(Stored dataset items)
╔══

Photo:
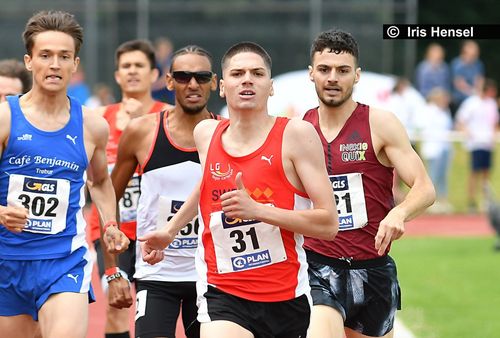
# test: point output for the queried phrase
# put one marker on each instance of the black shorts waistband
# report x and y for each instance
(347, 263)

╚══

Each entry, start to finish, goes into your copy exactly; the pictures stay out.

Photo:
# test: point output for the queried phrase
# put one marker on each instance of the black shorts waistband
# report x and y for each instance
(347, 263)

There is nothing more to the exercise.